USING THE INFORMATION
(A) Rewrite the essay's passage between "This is the quote" and "with such statements.", inclusive, changing "historians" to "literary scholars".
(B) Answer these questions using the essay:
(i) What object does the author put into the quoted sentence to expose its fallacy?
(ii) In the cancer example, who does the author ask whether you would want to talk to exclusively?
(iii) Which assumption does the author call the most problematic?
(C) Explain why the author of the essay leaves the quoted example anonymous.

READING TEXT
Methodological safety pin
There is a trope in digital humanities related articles that I find particularly awkward. Just now I stumbled across another example, and maybe it is a good thing to muze about it a short bit. Whence the example comes I don’t think is important as I am interested in the trope in general and not in this particular instance per sé. Besides, I like the authors and have nothing against their research, but before you know it flames are flying everywhere. So in the interest of all I file this one for prosperity anonymized.
This is the quote in question: “The first step towards the development of an open-source mining technology that can be used by historians without specific computer skills is to obtain a hands-on experience with research groups that use currently available open-source mining tools.”
Readers of digital humanities related essays, articles, reviews etc. will have found ample variations on this theme in the literature. From where I am sitting such statements rig up a dangerous strawman or facade. There are a number of hidden (and often not so hidden at all) assumptions that are glossed over with such statements.
First of all there is the assumption that it is obvious that as a scholar without specific computer skills you still should be able to use computer technology. This is a nice democratic principle I guess, but is it a wise one too?
Second, there’s the suggestion that all computer technology is homogeneous. There is no need to differentiate between levels and types of interfaces and technologies. It can all sweepingly be nicely represented as this amorphous mass of “open-source mining technology”. I know it is not entirely fair to pin this on the authors of such statements. Indeed the authors may be very well aware that they are generalizing a bit in service of the less experienced reader. However, the scholarly equivalent would be to say that the first step for a computer scientist that wants to understand history is to get a hands-on experience with historians. Even if that might be in general true, from scholarly arguing I expect more precision. You do not ‘understand history’. One understands tiny, very specific parts of it, maybe, when approached with very specific very narrowly formulated research questions, and meticulous methodology. I do not understand why the wide brush is suddenly allowed if the methodology turns digital.
Third, and this is the assumption that I find most problematic: there is the assumption (rather axiom maybe) that there shall be a middle man, a bridge builder, a guide, a mediator, or go-in-between that shall translate the expertise from the computer skilled persons involved towards the scholar. You hardly ever read it the other way round by the way, it is never the computer scientist in need of some scholarly wisdom. This in particular is a reflex and a trope I do not understand. When you need expertise you talk to the expert, and you try to acquire the expertise. But when it comes to computational expertise we (scholars) are suddenly in need of a mediator. Someone who goes in between and translates between expertises. In much literature—that in itself is part of this process of expertise exchange—this is now a sine qua non that does not get questioned at all: of course you do not talk to the experts directly, and of course you do not engage with the technology directly. When your car stalls, you don’t dive into the motor compartiment with your scholarly hands do you?!
Maybe not—though I at least try to determine even with my limited knowledge of car engines what might be the trouble. But I sure a hell talk to the expert directly. The mechanic is going to fix my car, I want to know what the trouble is and what he is going to do. Yes well, the scholar retorts, but quite frankly I do not talk so much on the car engine trouble to my mechanic at all! Fair enough, might not be your cup of tea. But the methodology of your research should be. Suppose you are diagnosed with cancer, do you want to talk only to the secretary of your doctor?
Besides, it is about the skills. A standard technique to disguise logical fallacies in reasoning is to substitute object phrases. I play this little game with these tropes too: “The first step towards the development of a hand grenade that can be used by historians without specific combat skills is to obtain a hands-on experience with soldiers that use currently available hand grenades.”
This doesn’t invalidate the general truthiness of the logic, but it does serve to lay bare its methodological fallacy: if you want to use that technology, better acquire some basic skills from the experts if you want to rely safely on the outcome of its use.

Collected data
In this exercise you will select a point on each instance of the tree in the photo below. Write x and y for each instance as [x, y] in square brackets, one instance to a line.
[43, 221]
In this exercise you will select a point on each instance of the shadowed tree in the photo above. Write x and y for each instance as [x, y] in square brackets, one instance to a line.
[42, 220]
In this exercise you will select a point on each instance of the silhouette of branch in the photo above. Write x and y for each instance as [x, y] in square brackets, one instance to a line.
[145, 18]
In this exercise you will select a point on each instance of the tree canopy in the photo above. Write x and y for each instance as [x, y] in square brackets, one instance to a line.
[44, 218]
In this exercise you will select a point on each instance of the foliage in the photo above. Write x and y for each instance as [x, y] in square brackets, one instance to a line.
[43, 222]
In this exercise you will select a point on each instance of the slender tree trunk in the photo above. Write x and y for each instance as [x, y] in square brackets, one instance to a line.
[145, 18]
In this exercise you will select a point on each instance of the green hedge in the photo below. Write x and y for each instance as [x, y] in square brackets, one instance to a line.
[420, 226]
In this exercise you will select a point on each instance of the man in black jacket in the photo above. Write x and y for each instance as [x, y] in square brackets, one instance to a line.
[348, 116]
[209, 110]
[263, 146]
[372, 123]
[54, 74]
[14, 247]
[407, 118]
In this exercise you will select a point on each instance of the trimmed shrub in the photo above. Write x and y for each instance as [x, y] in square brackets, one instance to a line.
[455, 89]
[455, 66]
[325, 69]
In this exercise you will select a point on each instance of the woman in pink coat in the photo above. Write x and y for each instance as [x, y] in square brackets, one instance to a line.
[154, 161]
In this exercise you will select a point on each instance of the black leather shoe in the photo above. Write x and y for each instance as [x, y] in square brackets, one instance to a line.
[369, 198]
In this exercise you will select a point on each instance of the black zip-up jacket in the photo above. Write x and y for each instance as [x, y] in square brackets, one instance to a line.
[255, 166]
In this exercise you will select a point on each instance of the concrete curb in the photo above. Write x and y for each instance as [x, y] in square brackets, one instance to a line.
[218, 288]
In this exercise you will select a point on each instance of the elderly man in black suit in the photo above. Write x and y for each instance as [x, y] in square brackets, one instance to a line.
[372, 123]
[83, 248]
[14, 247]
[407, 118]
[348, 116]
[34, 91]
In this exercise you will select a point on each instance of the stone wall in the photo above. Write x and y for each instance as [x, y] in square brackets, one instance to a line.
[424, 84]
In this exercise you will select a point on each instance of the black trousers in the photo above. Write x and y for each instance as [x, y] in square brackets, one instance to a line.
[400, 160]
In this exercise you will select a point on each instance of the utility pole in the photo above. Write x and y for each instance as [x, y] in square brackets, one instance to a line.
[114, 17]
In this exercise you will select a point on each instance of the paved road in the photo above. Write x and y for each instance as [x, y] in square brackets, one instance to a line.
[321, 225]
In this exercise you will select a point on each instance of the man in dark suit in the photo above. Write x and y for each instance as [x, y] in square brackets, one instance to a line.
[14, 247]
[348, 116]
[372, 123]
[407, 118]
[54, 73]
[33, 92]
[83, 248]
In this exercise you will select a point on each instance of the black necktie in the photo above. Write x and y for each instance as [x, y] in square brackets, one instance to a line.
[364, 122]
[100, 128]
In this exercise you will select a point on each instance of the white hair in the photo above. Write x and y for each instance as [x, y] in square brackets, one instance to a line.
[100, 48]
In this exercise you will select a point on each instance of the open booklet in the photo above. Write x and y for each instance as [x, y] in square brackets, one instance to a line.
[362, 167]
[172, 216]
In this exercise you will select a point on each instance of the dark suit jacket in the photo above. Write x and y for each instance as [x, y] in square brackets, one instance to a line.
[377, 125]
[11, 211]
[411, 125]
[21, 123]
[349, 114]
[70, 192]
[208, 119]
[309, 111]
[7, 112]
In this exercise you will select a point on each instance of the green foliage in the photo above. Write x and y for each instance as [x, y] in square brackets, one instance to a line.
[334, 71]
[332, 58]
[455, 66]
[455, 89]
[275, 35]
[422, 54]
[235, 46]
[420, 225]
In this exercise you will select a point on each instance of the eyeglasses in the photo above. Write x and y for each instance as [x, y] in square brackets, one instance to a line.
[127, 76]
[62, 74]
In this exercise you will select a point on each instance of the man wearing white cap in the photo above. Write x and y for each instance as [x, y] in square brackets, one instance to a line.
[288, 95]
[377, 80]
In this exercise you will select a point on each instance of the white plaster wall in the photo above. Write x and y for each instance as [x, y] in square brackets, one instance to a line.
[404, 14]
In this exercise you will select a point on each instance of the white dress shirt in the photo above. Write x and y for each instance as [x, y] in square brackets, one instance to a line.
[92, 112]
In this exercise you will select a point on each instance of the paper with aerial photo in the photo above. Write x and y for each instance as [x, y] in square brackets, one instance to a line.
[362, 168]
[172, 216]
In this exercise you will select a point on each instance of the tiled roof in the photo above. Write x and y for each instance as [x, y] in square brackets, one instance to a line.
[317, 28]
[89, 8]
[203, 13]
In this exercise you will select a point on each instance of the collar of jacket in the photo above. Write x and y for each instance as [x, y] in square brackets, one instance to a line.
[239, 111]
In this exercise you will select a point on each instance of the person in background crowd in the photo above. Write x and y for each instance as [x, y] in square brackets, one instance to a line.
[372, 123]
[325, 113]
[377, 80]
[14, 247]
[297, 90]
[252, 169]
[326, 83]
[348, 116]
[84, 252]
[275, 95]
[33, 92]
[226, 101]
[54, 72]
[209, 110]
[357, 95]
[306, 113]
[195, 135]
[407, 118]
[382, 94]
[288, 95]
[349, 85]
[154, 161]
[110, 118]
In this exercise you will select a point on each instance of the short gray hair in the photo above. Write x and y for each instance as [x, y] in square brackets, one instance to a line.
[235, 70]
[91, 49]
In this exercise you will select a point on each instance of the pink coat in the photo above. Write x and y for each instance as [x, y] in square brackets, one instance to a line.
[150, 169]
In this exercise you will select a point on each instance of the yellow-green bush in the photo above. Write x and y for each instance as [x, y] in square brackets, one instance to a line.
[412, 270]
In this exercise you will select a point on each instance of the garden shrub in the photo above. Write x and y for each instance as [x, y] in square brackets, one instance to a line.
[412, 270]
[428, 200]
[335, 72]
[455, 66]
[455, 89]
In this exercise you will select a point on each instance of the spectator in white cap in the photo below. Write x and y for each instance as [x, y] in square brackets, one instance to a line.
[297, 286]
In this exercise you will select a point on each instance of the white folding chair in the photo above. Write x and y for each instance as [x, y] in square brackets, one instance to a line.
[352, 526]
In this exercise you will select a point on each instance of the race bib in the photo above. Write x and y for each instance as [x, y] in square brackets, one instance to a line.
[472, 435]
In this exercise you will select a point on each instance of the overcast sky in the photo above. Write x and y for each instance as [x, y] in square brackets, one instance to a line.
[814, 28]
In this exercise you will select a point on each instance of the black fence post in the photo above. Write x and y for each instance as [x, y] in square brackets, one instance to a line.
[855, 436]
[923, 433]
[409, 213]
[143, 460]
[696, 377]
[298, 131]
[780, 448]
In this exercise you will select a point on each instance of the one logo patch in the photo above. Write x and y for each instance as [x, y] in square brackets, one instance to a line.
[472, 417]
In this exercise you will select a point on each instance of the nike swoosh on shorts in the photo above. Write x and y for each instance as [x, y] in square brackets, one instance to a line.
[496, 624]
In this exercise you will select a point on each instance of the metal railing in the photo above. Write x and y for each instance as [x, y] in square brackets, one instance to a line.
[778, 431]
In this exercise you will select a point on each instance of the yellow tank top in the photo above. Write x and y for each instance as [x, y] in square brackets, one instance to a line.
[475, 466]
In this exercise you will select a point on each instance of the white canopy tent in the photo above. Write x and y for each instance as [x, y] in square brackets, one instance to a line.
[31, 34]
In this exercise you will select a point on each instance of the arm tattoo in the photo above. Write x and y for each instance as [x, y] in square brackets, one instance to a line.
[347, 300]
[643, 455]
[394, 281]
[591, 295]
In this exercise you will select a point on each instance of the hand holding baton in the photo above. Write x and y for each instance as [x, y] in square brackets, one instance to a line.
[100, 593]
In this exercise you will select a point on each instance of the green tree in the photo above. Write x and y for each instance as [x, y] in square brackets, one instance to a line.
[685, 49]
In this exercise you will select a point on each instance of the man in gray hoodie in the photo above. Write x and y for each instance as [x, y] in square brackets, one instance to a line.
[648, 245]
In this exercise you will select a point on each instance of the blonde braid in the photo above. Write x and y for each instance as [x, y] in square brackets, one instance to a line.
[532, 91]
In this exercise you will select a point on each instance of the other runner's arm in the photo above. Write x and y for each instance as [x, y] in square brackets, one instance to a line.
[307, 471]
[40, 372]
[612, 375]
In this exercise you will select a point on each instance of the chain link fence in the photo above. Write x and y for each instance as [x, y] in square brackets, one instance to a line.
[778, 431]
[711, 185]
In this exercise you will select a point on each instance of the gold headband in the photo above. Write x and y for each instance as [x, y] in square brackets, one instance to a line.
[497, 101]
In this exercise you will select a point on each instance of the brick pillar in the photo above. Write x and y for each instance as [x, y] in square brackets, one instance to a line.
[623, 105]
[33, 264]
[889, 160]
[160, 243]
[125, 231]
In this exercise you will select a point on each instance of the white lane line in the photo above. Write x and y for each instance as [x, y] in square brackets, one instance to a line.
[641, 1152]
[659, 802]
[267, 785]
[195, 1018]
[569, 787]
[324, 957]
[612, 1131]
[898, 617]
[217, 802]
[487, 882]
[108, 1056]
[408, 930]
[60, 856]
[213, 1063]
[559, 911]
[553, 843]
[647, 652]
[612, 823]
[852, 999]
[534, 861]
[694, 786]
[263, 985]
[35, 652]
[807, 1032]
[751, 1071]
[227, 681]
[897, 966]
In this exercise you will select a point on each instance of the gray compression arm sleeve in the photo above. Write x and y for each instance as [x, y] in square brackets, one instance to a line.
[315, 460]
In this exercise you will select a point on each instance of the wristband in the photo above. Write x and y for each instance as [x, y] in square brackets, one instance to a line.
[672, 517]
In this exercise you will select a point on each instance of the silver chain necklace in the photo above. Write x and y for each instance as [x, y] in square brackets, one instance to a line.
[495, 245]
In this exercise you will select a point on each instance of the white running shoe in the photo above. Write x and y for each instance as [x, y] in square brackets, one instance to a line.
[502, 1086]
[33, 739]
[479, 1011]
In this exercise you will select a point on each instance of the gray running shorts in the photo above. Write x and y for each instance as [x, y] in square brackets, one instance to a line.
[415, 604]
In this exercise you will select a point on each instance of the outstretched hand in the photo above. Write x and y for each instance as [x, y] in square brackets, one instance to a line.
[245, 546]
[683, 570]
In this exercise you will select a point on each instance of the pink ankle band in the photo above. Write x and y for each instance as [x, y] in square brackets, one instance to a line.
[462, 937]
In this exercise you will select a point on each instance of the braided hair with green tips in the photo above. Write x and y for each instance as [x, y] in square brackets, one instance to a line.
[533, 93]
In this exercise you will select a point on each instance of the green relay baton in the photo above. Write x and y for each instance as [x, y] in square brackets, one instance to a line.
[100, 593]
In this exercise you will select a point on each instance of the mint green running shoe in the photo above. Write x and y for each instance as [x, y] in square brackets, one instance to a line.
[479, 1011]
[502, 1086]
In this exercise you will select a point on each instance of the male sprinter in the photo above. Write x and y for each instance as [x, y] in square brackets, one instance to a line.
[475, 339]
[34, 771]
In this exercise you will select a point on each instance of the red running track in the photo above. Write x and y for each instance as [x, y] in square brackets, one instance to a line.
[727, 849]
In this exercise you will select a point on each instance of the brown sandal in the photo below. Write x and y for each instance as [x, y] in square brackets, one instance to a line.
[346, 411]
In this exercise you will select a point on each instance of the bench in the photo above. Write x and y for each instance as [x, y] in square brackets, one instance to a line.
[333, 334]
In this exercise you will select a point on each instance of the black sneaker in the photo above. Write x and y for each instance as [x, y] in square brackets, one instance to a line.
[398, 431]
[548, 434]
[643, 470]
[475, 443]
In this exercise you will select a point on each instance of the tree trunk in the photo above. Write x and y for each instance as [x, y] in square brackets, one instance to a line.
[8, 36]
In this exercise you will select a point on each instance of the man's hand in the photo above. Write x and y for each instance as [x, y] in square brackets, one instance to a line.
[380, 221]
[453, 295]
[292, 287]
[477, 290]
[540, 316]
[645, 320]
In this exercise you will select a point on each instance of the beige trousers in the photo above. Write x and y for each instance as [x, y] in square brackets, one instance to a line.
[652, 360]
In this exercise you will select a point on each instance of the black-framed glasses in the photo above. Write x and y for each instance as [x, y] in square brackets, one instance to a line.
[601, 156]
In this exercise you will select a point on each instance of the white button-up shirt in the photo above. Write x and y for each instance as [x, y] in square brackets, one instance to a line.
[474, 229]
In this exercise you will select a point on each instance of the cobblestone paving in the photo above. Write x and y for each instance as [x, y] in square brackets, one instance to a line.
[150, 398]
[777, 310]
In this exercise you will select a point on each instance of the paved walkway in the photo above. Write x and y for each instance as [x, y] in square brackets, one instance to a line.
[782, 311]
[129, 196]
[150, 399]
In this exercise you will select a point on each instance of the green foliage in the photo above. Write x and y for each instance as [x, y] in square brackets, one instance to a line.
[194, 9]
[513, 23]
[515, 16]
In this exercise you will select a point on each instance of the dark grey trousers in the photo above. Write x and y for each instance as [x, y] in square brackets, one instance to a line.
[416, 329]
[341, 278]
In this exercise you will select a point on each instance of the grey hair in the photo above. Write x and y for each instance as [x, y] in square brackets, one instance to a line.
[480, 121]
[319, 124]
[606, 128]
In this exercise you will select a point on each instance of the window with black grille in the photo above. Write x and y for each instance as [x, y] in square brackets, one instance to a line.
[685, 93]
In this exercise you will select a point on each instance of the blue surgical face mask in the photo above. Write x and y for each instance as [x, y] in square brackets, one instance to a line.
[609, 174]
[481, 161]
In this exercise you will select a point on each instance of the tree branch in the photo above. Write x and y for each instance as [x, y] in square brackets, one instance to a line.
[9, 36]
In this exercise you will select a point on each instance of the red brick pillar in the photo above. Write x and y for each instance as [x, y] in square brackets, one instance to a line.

TASK ANSWERS
(A)
This is the quote in question: “The first step towards the development of an open-source mining technology that can be used by literary scholars without specific computer skills is to obtain a hands-on experience with research groups that use currently available open-source mining tools.”
Readers of digital humanities related essays, articles, reviews etc. will have found ample variations on this theme in the literature. From where I am sitting such statements rig up a dangerous strawman or facade. There are a number of hidden (and often not so hidden at all) assumptions that are glossed over with such statements.

(B)
(i) A hand grenade.
(ii) The secretary of your doctor.
(iii) The assumption that there must be a middle man or mediator who translates expertise from the computer-skilled people to the scholar.

(C) The author is interested in the trope in general, not in this particular instance. The author also likes the authors of the quote, has nothing against their research, and wants to avoid flames flying everywhere.